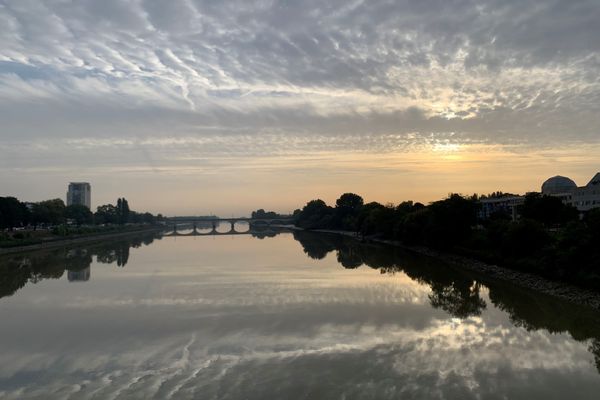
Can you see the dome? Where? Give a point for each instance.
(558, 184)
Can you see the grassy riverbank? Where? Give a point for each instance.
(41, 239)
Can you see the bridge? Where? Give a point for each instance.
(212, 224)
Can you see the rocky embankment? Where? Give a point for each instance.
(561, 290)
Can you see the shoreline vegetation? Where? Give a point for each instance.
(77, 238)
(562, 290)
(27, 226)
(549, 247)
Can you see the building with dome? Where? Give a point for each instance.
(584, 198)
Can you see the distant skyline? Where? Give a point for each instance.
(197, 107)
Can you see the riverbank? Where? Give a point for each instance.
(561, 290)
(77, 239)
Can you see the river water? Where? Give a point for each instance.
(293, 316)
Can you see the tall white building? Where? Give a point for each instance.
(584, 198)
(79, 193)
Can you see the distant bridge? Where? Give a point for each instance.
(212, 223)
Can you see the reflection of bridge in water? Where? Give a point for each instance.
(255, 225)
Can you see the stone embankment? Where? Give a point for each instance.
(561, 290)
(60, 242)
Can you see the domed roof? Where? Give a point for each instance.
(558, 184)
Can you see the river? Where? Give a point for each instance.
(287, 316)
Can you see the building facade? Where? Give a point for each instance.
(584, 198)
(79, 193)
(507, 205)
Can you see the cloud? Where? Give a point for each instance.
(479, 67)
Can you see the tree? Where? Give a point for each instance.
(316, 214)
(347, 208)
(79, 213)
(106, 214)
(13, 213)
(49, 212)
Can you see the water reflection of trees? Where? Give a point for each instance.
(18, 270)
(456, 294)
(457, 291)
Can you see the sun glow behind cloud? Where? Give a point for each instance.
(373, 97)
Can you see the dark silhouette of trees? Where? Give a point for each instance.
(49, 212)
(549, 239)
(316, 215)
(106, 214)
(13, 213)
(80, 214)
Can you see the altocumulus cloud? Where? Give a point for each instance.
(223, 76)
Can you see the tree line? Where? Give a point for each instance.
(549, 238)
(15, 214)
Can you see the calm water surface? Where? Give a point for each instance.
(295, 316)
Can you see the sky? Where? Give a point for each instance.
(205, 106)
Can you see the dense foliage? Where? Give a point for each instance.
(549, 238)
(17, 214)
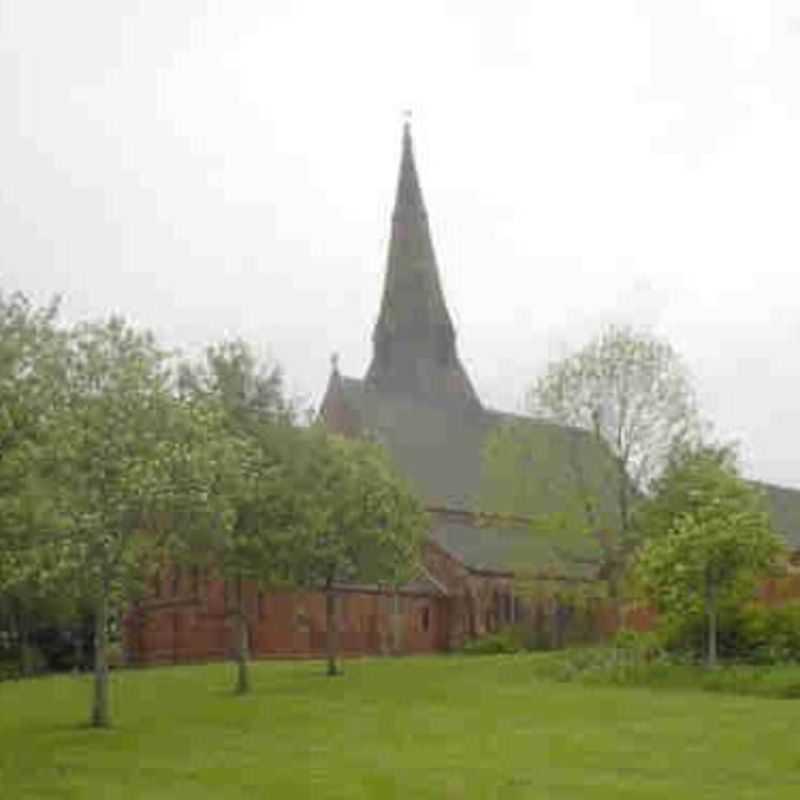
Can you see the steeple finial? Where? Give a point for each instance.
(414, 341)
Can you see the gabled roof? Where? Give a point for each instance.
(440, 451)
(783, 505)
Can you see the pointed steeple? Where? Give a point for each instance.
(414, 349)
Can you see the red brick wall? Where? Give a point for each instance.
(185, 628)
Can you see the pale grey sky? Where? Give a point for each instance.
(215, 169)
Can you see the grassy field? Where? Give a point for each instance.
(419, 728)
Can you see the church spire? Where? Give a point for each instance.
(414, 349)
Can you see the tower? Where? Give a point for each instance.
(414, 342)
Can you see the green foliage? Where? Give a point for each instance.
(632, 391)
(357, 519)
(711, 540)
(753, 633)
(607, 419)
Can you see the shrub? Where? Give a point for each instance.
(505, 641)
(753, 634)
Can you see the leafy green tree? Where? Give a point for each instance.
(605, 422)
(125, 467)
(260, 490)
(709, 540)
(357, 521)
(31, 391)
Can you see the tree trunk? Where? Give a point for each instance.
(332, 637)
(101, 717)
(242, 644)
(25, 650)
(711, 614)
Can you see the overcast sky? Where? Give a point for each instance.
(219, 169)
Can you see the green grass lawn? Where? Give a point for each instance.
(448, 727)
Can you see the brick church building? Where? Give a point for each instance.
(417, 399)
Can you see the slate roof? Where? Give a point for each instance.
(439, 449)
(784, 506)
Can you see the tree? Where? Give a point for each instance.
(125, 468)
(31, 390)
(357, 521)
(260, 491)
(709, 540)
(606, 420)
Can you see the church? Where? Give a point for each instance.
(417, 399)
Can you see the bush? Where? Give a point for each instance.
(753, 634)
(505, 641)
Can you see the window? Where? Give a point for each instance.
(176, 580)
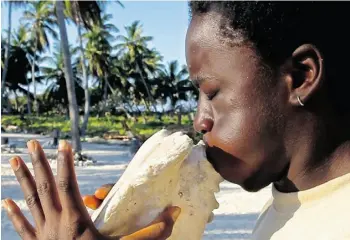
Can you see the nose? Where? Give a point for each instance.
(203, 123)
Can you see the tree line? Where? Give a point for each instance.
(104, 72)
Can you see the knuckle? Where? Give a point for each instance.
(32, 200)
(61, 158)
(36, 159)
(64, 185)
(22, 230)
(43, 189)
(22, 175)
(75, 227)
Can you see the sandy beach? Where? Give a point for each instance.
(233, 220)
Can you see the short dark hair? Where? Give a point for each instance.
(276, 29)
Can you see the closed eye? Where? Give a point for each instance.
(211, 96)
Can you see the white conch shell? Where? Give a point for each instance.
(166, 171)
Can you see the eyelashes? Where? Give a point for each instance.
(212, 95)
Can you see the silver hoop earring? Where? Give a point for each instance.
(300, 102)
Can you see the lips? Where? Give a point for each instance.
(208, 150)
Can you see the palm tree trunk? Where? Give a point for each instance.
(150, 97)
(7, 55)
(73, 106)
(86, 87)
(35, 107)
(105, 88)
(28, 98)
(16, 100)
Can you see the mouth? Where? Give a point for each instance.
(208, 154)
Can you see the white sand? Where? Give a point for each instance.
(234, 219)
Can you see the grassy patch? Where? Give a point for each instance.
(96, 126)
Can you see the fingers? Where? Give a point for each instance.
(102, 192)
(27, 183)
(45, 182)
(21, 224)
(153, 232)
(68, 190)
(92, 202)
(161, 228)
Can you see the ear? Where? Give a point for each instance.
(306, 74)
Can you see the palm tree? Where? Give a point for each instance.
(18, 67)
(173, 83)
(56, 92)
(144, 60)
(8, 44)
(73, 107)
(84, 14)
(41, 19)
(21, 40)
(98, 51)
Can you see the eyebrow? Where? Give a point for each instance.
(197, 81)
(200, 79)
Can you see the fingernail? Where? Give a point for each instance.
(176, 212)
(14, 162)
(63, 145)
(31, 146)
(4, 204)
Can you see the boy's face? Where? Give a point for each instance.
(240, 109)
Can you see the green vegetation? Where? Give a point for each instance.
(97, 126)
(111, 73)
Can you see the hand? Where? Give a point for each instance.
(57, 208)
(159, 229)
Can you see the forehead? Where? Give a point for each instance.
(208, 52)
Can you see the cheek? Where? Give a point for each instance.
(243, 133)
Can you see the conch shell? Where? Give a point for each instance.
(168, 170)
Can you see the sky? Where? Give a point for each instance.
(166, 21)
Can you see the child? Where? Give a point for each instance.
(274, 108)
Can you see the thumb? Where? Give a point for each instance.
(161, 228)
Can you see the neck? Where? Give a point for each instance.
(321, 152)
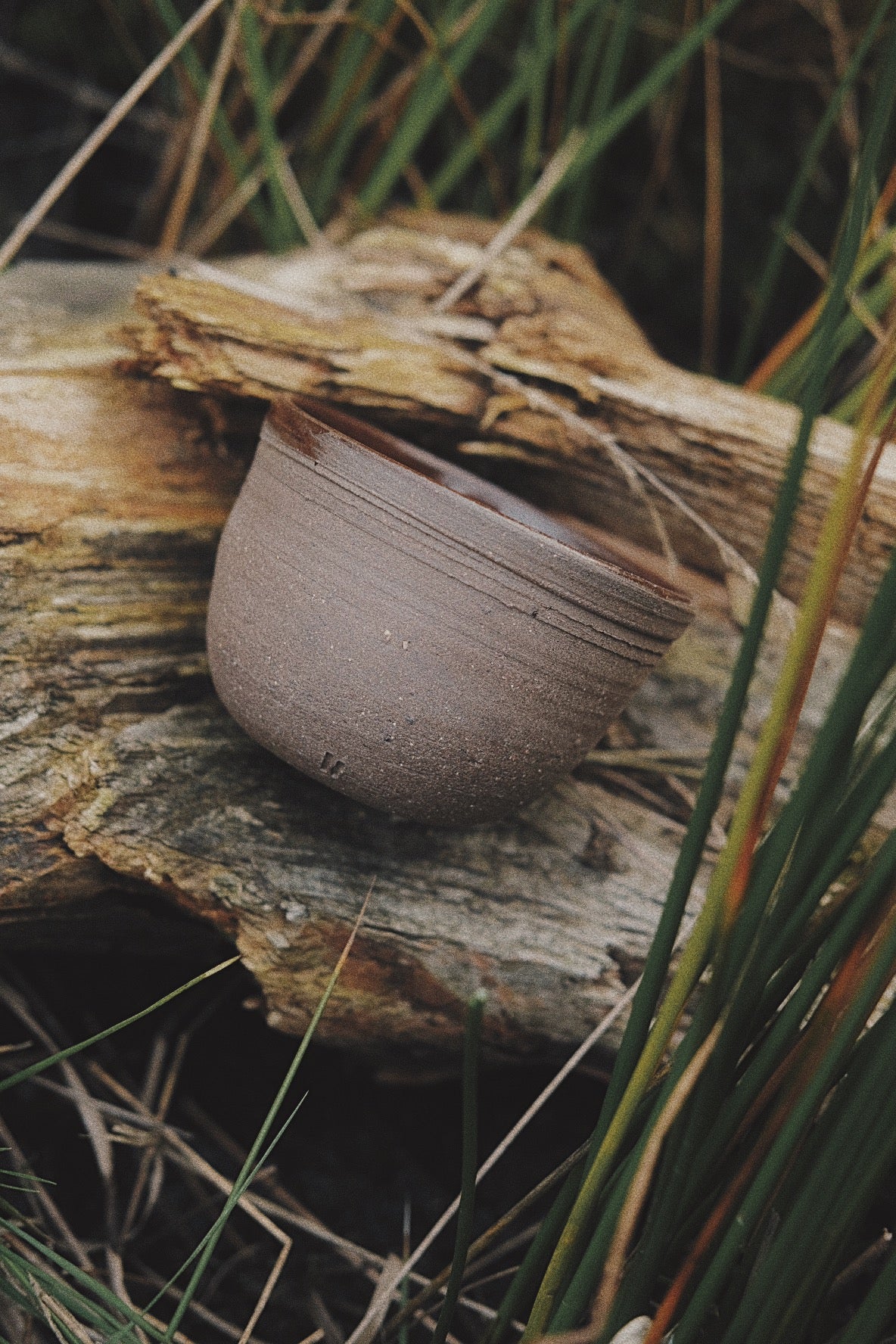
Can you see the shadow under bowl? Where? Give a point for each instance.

..........

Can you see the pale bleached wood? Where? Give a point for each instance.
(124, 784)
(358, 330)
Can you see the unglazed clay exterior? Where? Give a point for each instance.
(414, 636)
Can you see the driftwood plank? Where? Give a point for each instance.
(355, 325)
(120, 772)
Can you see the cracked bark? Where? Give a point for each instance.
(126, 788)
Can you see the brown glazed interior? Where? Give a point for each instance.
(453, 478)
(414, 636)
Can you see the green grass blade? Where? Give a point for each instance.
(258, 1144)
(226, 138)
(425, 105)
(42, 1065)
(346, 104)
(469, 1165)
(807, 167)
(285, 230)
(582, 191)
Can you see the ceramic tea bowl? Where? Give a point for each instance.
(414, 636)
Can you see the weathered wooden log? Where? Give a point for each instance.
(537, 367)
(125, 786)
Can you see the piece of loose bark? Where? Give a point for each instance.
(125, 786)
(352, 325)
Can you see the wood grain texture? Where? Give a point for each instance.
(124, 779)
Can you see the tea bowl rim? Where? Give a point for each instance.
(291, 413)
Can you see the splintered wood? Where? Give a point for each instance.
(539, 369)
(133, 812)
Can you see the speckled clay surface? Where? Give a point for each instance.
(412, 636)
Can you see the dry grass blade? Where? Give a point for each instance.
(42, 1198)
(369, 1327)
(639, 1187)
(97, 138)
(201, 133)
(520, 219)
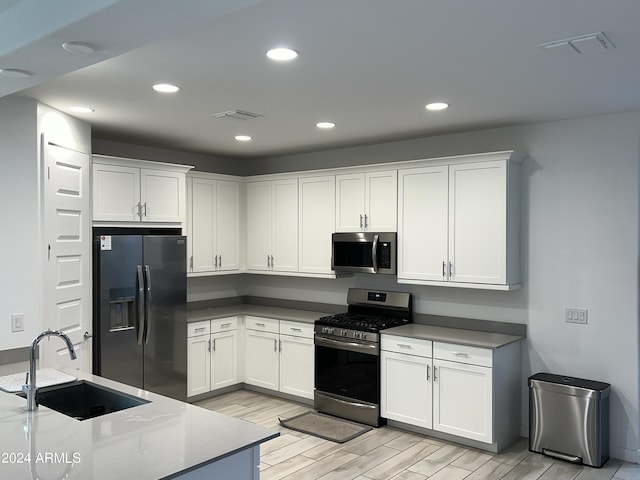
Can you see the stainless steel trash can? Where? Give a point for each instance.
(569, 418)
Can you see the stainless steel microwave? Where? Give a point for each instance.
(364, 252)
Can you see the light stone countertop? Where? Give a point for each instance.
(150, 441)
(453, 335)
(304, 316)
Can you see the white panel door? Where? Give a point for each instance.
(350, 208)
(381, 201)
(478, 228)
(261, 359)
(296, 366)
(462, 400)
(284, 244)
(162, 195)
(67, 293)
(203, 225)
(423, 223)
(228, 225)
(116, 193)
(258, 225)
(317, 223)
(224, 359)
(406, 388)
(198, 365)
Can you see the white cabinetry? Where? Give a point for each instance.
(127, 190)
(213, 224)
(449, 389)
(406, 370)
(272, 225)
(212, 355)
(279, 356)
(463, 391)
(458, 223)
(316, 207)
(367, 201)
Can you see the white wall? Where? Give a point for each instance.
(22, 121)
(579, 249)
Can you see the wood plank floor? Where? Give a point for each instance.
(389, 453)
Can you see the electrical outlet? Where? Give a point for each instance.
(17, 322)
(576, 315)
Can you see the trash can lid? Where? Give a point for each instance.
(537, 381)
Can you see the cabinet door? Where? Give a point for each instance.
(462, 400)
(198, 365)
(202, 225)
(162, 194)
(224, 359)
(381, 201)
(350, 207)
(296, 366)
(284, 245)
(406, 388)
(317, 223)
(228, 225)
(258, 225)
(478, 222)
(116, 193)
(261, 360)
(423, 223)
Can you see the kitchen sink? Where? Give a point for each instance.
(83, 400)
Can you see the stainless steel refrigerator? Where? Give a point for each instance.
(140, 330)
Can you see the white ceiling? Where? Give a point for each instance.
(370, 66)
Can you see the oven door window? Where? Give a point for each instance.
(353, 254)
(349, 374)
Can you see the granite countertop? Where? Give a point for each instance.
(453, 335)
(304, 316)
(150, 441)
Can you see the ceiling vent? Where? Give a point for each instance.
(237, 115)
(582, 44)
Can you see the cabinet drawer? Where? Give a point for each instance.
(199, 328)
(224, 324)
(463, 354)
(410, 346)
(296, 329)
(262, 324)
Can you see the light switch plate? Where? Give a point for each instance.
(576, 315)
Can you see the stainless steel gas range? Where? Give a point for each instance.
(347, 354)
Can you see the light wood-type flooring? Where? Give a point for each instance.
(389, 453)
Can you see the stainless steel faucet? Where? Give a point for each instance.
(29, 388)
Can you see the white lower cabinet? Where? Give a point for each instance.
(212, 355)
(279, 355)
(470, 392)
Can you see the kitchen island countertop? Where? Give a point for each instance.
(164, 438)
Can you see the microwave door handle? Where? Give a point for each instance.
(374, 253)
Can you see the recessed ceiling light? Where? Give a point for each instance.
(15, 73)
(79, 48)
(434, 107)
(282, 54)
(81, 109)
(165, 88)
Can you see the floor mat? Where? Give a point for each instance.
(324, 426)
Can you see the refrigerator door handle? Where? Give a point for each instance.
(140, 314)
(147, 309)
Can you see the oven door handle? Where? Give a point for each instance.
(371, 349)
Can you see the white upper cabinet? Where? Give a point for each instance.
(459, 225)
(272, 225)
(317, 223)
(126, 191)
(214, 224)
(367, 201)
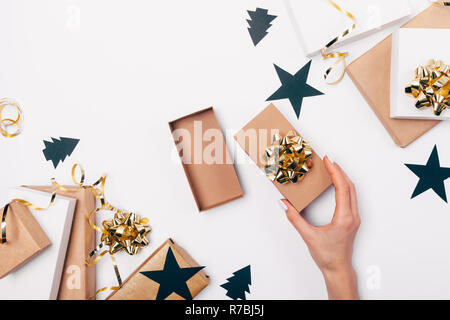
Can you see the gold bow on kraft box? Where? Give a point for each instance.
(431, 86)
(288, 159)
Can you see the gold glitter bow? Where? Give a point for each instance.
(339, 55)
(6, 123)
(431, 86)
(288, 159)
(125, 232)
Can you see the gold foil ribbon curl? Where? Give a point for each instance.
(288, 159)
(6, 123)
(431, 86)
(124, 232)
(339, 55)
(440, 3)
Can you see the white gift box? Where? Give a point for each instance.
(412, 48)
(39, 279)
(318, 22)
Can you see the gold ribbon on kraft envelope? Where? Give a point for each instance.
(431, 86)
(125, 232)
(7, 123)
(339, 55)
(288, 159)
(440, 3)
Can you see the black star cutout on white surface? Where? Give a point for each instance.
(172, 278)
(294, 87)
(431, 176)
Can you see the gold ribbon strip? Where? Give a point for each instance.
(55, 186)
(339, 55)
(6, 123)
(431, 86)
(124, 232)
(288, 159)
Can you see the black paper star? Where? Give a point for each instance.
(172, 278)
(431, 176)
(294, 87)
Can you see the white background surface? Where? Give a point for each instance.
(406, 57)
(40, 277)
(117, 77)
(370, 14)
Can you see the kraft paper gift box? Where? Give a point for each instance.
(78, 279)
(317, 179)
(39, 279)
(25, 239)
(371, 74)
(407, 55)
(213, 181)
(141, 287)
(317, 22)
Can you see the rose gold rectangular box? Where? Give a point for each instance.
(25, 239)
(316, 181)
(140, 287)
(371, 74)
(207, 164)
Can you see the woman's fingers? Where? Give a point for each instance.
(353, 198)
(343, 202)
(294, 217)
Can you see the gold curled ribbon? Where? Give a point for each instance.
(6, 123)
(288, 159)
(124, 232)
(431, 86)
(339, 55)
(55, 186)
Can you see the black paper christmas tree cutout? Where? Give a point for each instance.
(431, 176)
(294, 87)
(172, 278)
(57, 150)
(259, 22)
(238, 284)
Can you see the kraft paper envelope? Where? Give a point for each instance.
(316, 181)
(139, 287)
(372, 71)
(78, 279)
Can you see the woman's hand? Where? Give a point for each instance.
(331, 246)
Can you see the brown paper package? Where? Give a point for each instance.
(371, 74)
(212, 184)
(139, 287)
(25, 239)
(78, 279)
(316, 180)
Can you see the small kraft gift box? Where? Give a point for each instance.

..........

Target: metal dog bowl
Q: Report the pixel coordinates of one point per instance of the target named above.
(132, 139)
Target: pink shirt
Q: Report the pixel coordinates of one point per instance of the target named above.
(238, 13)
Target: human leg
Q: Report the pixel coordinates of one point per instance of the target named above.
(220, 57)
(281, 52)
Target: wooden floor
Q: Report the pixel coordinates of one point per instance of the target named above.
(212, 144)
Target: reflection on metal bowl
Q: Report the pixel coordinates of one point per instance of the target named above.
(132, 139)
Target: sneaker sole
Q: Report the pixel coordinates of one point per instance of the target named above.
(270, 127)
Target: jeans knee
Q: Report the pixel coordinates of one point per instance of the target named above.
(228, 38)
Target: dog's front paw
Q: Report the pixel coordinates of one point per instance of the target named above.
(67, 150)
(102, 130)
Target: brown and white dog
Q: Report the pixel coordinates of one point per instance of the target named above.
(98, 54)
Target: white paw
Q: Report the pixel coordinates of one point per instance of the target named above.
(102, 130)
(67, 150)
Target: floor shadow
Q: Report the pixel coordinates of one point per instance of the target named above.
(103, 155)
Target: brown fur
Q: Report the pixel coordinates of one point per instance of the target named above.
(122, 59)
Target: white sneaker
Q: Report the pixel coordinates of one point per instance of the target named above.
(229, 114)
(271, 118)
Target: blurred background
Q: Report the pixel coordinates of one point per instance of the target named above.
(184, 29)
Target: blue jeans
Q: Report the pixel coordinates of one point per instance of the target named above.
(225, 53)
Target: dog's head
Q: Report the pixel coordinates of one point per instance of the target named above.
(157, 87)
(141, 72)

..........

• **Instructions to follow**
Show each line of the data above that contains the string "vegetation", treating uppercase and lowercase as different.

• **Task response**
Can you see the shoreline vegetation? Where? Give a point for each instance.
Can you see the green vegetation? Where? Give a point for each instance.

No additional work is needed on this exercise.